After locating the line containing "Query: blue sky" in the entries below, please write out that line and the rest through the end exactly. Omit pictures.

***** Information given *****

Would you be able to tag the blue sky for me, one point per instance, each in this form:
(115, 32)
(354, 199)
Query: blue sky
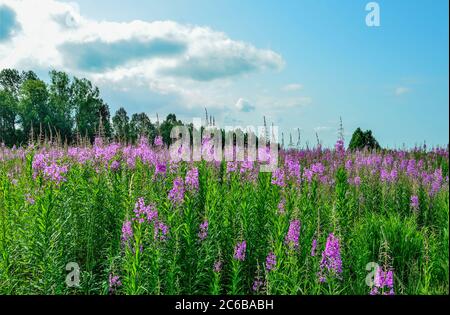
(303, 64)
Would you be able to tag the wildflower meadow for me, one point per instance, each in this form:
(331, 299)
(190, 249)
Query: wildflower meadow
(111, 218)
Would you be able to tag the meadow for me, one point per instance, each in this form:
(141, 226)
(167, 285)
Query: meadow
(327, 221)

*****

> [Your solution]
Query: blue sky
(303, 64)
Would you be able to tag the wildflower meadow for me, one point per instance, each in this form:
(331, 299)
(190, 249)
Query: wildflower meadow
(111, 218)
Would you be able to tag the meadow for me, one point per instance, each in this form:
(141, 226)
(167, 285)
Query: meadow
(327, 221)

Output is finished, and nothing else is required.